[Records from a collection]
************

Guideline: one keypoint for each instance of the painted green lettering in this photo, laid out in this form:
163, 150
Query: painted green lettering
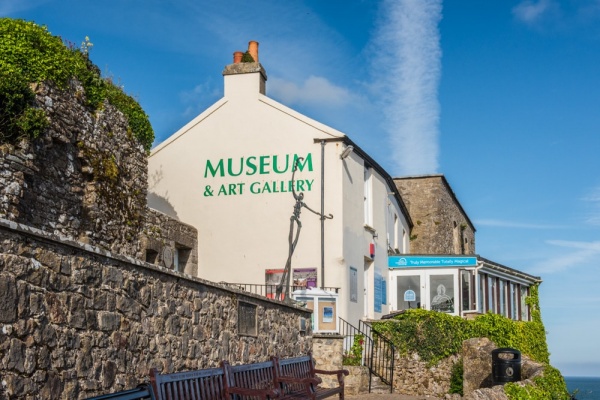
213, 171
254, 189
287, 163
250, 163
264, 164
229, 167
307, 162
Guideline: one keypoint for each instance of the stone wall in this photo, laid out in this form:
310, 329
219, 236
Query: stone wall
440, 224
85, 178
327, 353
76, 320
414, 377
170, 243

************

AIM = Leave images out of the retyped records; keep all else exact.

SOLUTION FOR THIS PROBLEM =
Guideline: one keypoint for each instance of the painted green lettering in this photo, laid out in this form:
163, 150
Query: painted green lettering
213, 171
254, 189
287, 163
250, 163
264, 164
229, 167
307, 162
Guideline: one keypoint for each instance of the stone wall in this photo, laid out in this form:
310, 329
219, 236
Query: stone wall
440, 224
85, 178
327, 353
76, 320
414, 377
170, 243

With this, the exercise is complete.